ZIEL 1:
Kannst du im Beitrag über John Höxter den Absatz, der mit „Ich ergänze“ beginnt, als knappe Stichpunktliste wiedergeben und dabei seine wichtigsten Fakten behalten?

TEXT:
__________________________________________________

Gedichte aus aller Welt

799 Beiträge ▪ Schlüsselwörter: Literatur, Gedichte, Lyrik ▪ Abonnieren: Feed E-Mail

Gedichte aus aller Welt

27.08.2021 um 10:06
JOHN HÖXTER

Café Wolkenkuckucksheim

Dies rauchige Café ist unser Reich,
Vor Gott und dem Kellner sind alle gleich.
Anfänger und Prominente
Zahlen ihm zehn Prozente.
Der allerwürdigste Barde
Gleich dem grünsten der jungen Garde
Hält treu zu unserem, Union Jack‘:
Kaffeeschwarz, Herzrot und Gold-Tabak,
Zwar trifft man auch manchmal leider
Gevatter Schuster und Schneider.
Sie kriechen hervor aus ihrem Kolk
Und mischen sich unter das Künstlervolk.
Die Allgemeinschaft der Bohème
Scheint ihnen puncto Liebe bequem.
Doch Mimi Pinson hat Rasse,
Sie fordert Geist oder Kasse:
Und so kühn sie manch Loch in die Kasse reißt,
Nie sündigt sie gegen den heil’gen Geist,
Stets kehrt sie vom Haus am Scharmützelsee
Ins Chambre garnie heim, ins Atelier,
In das Bild, in den Traum und in den Reim
Der Gäste vom Wolkenkuckucksheim!


Aus Wikipedia: John Höxter (geboren 2. Januar 1884 in Hannover; gestorben 15. November 1938 in Potsdam) war ein Maler und Schriftsteller des Expressionismus und Dadaismus.

Ich ergänze: Er war auch Bohemien, Sonderling, "Schnorrer", Stammgast im Romanischen Café und im Café des Westens. Mit seinem schillernden Auftreten überspielte er wohl seine Einsamkeit und Verzweiflung. Und als die Nazis an die Macht kamen musste er um sein Leben bangen, denn er war Jude. Er kam den Nazis zuvor, indem er sich selbst das Leben nahm.

Er bewegte die Gemüter mancher seiner Zeitgenossen, so dass er in vielen Büchern auftaucht, in Biografien, Autobiografien und mancherlei Büchern/Erzählungen über das Berlin jener Zeit.

Es wurden auch Gedichte über ihn geschrieben, eines davon ist von Friedrich Hollaender:

Ich pendle langsam zwischen allen Tischen.
Ab zwanzig Uhr beherrsch ich dieses Reich.
Ich will mir einen edlen Gönner fischen.
Vor mir sind Rassen und Parteien gleich.

__________________________________________________

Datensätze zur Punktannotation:
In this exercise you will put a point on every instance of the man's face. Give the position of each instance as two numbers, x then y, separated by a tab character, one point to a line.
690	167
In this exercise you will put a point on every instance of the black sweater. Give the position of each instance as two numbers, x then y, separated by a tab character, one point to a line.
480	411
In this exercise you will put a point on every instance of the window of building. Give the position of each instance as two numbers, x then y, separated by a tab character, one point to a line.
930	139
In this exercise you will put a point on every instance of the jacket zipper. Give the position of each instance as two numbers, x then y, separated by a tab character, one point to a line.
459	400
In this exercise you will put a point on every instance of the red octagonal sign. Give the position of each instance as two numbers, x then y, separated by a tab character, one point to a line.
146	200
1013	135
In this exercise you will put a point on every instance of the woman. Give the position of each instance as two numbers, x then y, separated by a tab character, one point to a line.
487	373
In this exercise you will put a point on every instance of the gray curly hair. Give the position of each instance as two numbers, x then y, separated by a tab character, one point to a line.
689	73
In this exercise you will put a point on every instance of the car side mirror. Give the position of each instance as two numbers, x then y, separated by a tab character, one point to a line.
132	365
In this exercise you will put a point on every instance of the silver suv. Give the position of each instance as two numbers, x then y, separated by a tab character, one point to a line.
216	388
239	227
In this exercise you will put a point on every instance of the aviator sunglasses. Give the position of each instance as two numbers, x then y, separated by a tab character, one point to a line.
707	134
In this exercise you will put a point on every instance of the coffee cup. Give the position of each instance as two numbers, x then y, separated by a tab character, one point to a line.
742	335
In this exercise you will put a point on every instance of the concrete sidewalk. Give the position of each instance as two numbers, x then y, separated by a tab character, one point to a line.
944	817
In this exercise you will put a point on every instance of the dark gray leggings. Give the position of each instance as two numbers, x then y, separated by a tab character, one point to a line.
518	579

__________________________________________________

ZIEL 2:
Kannst du aus den Einträgen alles von der Zeile mit „of the window“ bis zum Ende der Einträge unverändert abschreiben, beide Grenzen eingeschlossen?

VOLLSTÄNDIGE LÖSUNG 1:
- Höxter war Bohemien, Sonderling, „Schnorrer“ und Stammgast im Romanischen Café und im Café des Westens.
- Mit seinem schillernden Auftreten überspielte er wohl Einsamkeit und Verzweiflung.
- Als die Nazis an die Macht kamen, musste er als Jude um sein Leben bangen.
- Er kam ihnen zuvor, indem er sich selbst das Leben nahm.

VOLLSTÄNDIGE LÖSUNG 2:
In this exercise you will put a point on every instance of the window of building. Give the position of each instance as two numbers, x then y, separated by a tab character, one point to a line.
930	139
In this exercise you will put a point on every instance of the jacket zipper. Give the position of each instance as two numbers, x then y, separated by a tab character, one point to a line.
459	400
In this exercise you will put a point on every instance of the red octagonal sign. Give the position of each instance as two numbers, x then y, separated by a tab character, one point to a line.
146	200
1013	135
In this exercise you will put a point on every instance of the woman. Give the position of each instance as two numbers, x then y, separated by a tab character, one point to a line.
487	373
In this exercise you will put a point on every instance of the gray curly hair. Give the position of each instance as two numbers, x then y, separated by a tab character, one point to a line.
689	73
In this exercise you will put a point on every instance of the car side mirror. Give the position of each instance as two numbers, x then y, separated by a tab character, one point to a line.
132	365
In this exercise you will put a point on every instance of the silver suv. Give the position of each instance as two numbers, x then y, separated by a tab character, one point to a line.
216	388
239	227
In this exercise you will put a point on every instance of the aviator sunglasses. Give the position of each instance as two numbers, x then y, separated by a tab character, one point to a line.
707	134
In this exercise you will put a point on every instance of the coffee cup. Give the position of each instance as two numbers, x then y, separated by a tab character, one point to a line.
742	335
In this exercise you will put a point on every instance of the concrete sidewalk. Give the position of each instance as two numbers, x then y, separated by a tab character, one point to a line.
944	817
In this exercise you will put a point on every instance of the dark gray leggings. Give the position of each instance as two numbers, x then y, separated by a tab character, one point to a line.
518	579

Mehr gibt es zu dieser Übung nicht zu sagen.